▶ **EXERCISE INSTRUCTIONS**
**1)** Print the part of the classroom blog post starting at "Tie And Jeans" and ending at "on my teaching.".
**2)** Decide whether each statement agrees with the classroom blog post, answering yes or no and quoting the words that settle it: (a) The writer came across the Forge-RPG community after a few years of teaching. (b) The Game/Simulation/Narrative model is still held by real RPG theorists. (c) The writer gamified the classroom with digital badges.

Tie And Jeans

Archive for the tag “math”

Badly Gamified Classroom

So I’ll trumpet the value of teachers crossing the streams of classroom craft and personal interest, but I want to recognize the risks involved.

Success comes form mingling areas of deep content knowledge, exposing and exploiting structural similarities. If you try that with surface level knowledge, you can dig yourself a double-deep pit.  I sure did.

After a few years of teaching I stumbled into the tail end of the Forge-RPG community and the early-mid part of the indy/story game explosion. Although it’s been abandoned by real RPG theorists, the Game/Simulation/Narrative trifold model had a profound effect on my teaching.

Like most new teachers, I was developing my practice in the space between the obvious influence of my (superb!) mentor teachers and my own internalized (often unconscious) experiences as a student. My personal classroom “innovation” had been to phrase and present many of the traditional classroom routines as “health bars” and “super meters.” I was reskinning a process I had found bewildering and arbitrary as a student in language that was more personally palatable.

That some middle school kids wouldn’t immediately grok how bulletin board of homework keys signaled when the next quiz happened didn’t even occur to me. That it actively worked AGAINST my stated goals for how students would learn to play with mathematics was absolutely invisible. Looking back, I had gameified my classroom using nothing but construction paper, but still managed to anticipate all of the nasty, extrinsic motivation problems we’ve seen explored in badge-laden startups over the last few years.

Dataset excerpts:

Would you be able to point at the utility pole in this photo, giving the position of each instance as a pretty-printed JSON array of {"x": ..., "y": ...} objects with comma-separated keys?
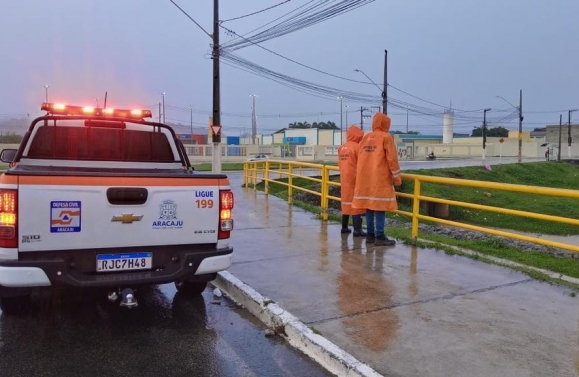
[
  {"x": 341, "y": 121},
  {"x": 520, "y": 154},
  {"x": 191, "y": 140},
  {"x": 216, "y": 155},
  {"x": 407, "y": 107},
  {"x": 362, "y": 109},
  {"x": 253, "y": 120},
  {"x": 163, "y": 94},
  {"x": 485, "y": 132},
  {"x": 569, "y": 138},
  {"x": 560, "y": 133},
  {"x": 385, "y": 90}
]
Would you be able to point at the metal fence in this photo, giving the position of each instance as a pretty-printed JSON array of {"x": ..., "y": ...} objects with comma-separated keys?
[{"x": 270, "y": 171}]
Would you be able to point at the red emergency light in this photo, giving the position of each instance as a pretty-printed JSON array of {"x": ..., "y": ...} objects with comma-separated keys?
[{"x": 62, "y": 109}]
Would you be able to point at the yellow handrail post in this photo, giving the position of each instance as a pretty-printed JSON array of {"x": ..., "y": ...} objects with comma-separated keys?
[
  {"x": 254, "y": 169},
  {"x": 266, "y": 178},
  {"x": 415, "y": 208},
  {"x": 245, "y": 174},
  {"x": 325, "y": 190},
  {"x": 290, "y": 183}
]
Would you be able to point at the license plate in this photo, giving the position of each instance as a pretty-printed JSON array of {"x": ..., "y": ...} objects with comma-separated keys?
[{"x": 124, "y": 262}]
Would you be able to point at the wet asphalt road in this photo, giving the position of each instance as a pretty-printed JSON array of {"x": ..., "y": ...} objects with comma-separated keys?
[{"x": 167, "y": 335}]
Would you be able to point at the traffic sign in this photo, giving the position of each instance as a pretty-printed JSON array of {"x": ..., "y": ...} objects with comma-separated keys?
[{"x": 216, "y": 130}]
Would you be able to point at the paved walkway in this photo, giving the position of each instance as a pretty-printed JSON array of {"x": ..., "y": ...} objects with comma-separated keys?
[{"x": 404, "y": 311}]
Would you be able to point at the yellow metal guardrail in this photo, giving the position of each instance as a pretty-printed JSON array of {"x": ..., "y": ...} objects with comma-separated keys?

▶ **ANSWERS FOR EACH ITEM**
**1)**
Tie And Jeans

Archive for the tag “math”

Badly Gamified Classroom

So I’ll trumpet the value of teachers crossing the streams of classroom craft and personal interest, but I want to recognize the risks involved.

Success comes form mingling areas of deep content knowledge, exposing and exploiting structural similarities. If you try that with surface level knowledge, you can dig yourself a double-deep pit.  I sure did.

After a few years of teaching I stumbled into the tail end of the Forge-RPG community and the early-mid part of the indy/story game explosion. Although it’s been abandoned by real RPG theorists, the Game/Simulation/Narrative trifold model had a profound effect on my teaching.

**2)**
(a) Yes: "After a few years of teaching I stumbled into the tail end of the Forge-RPG community"
(b) No: "it’s been abandoned by real RPG theorists"
(c) No: "I had gameified my classroom using nothing but construction paper"